Top of RECORDED INFORMATION

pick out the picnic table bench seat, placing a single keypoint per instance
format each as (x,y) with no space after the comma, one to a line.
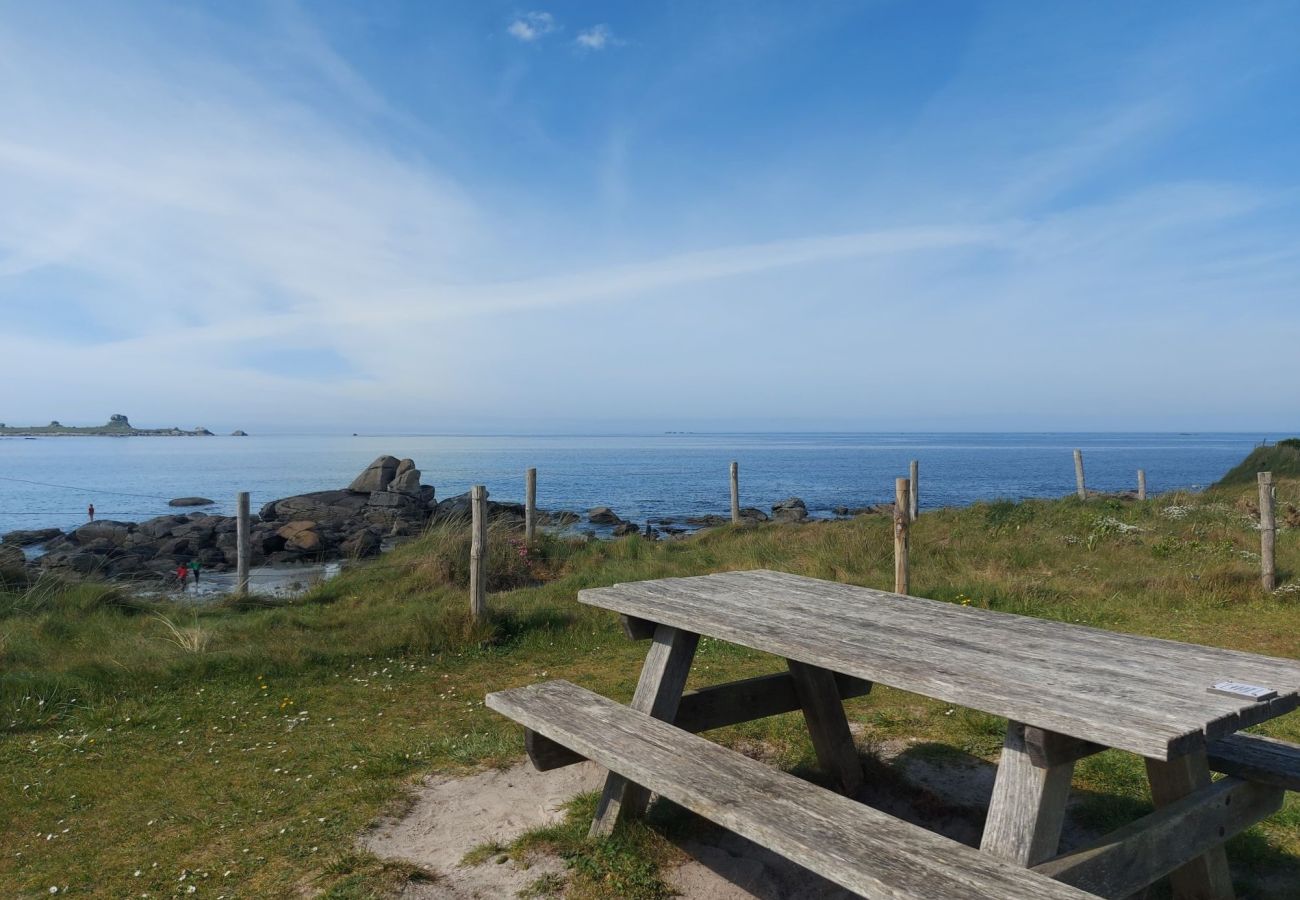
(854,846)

Bottom of RECORDED INFORMATION
Top of RECORDED INFORMATION

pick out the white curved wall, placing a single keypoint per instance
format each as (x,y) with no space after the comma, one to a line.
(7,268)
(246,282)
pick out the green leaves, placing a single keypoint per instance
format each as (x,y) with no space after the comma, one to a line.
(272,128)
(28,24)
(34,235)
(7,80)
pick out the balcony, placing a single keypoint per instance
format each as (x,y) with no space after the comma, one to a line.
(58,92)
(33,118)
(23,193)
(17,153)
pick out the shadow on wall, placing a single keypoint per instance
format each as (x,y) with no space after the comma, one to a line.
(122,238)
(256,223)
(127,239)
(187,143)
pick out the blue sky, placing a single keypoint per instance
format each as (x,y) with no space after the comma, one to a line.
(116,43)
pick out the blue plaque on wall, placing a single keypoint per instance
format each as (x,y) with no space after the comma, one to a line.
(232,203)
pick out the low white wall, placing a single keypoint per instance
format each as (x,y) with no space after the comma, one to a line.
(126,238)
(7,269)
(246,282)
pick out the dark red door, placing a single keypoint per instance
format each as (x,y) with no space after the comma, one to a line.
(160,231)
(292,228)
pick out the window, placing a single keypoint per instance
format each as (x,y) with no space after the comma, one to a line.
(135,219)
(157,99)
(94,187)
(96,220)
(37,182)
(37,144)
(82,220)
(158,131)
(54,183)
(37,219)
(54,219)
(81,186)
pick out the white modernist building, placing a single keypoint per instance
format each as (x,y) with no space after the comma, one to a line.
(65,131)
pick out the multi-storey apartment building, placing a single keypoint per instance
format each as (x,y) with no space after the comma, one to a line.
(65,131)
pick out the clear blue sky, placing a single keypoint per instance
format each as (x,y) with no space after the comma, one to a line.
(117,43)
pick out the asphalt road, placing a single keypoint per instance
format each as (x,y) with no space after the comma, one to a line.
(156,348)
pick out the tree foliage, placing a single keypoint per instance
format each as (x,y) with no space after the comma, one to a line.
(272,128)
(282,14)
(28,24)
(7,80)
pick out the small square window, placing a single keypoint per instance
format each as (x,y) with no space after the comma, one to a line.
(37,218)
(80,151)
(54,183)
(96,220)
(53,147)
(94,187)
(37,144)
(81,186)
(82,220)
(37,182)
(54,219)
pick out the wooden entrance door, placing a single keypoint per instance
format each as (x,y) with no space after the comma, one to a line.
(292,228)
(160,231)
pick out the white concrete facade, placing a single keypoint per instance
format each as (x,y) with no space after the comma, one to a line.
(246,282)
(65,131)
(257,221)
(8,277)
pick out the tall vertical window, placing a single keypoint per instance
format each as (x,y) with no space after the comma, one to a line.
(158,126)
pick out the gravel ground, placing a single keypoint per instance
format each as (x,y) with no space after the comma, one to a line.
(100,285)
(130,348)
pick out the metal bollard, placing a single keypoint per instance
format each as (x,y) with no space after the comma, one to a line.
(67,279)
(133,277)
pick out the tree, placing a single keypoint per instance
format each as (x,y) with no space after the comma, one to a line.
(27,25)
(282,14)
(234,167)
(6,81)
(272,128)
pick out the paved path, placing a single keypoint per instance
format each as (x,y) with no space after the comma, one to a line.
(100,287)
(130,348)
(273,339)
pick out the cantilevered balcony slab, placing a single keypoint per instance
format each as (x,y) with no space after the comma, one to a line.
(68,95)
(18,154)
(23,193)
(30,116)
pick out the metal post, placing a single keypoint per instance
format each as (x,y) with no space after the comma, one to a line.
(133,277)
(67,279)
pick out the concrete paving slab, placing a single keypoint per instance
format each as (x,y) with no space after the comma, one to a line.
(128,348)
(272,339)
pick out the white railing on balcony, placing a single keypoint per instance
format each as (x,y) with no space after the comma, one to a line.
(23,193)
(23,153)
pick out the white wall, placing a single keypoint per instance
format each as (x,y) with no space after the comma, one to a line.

Bottom of RECORDED INFORMATION
Top of RECORDED INFORMATION

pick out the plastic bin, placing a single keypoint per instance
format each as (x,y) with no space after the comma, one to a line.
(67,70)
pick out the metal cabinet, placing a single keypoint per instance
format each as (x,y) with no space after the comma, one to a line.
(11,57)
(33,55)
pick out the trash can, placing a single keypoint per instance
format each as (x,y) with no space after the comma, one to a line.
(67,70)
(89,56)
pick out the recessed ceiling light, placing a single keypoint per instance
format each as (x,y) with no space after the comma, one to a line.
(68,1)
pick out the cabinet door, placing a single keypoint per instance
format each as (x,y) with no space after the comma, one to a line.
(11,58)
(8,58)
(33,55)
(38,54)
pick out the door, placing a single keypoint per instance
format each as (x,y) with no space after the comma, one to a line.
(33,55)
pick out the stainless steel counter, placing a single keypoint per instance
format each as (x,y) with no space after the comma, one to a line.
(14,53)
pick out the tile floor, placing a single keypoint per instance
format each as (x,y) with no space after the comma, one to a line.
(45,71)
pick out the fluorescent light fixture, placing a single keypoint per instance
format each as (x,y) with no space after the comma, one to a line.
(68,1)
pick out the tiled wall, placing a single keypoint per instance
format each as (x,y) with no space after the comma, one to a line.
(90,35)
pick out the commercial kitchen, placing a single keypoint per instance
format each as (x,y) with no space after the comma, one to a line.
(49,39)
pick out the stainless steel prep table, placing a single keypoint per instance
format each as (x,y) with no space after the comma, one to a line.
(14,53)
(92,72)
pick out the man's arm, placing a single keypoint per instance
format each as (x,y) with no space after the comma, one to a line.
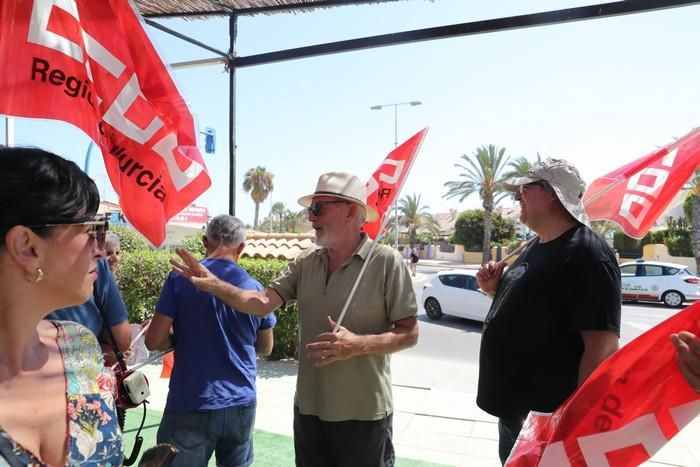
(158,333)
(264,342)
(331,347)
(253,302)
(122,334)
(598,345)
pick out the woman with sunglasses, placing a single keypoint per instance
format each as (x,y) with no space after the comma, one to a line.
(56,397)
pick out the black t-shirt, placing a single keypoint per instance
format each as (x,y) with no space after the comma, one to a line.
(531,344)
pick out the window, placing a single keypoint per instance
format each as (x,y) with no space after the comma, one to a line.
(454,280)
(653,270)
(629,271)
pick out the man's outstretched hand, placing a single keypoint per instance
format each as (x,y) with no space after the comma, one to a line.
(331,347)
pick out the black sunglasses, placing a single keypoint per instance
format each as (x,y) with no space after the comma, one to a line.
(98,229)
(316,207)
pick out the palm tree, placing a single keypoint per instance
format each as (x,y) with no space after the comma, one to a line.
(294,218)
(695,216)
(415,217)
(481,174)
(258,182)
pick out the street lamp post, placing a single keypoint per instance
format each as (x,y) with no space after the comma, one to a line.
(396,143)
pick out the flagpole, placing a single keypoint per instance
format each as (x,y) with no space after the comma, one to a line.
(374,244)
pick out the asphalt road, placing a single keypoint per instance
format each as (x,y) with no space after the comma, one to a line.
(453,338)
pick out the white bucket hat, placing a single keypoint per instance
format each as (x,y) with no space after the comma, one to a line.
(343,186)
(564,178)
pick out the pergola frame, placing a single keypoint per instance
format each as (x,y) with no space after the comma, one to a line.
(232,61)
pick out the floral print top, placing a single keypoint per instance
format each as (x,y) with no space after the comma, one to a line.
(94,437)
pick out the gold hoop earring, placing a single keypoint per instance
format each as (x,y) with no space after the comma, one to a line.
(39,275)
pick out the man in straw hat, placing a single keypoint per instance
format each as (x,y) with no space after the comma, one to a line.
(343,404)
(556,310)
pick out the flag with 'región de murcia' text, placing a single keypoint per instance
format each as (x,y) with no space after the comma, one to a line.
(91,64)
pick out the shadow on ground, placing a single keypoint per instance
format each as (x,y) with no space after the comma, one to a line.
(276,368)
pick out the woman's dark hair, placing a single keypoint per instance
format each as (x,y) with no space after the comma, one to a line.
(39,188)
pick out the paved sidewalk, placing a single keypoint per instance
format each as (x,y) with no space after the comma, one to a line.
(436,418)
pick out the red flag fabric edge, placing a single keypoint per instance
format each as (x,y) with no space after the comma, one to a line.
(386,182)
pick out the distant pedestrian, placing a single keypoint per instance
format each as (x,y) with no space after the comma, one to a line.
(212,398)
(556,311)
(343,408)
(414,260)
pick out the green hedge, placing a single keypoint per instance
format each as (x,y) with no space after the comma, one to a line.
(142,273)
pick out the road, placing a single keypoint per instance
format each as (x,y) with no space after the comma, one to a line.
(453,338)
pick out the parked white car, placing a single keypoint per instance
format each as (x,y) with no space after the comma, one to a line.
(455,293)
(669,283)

Bottom of RECORDED INFORMATION

(WORK ORDER)
Scan the listing above for the word "wall" and show each line where it is found.

(TASK OUTPUT)
pick out the white curved wall, placing a single keypoint per instance
pick out the shadow on wall, placing a single keypoint per instance
pick out the blue plaque on wall, placing a single keypoint per instance
pick out the low white wall, placing a single keypoint per instance
pick out the white wall, placing a single keypoint per instance
pick out the tiled wall, placing a single keypoint per instance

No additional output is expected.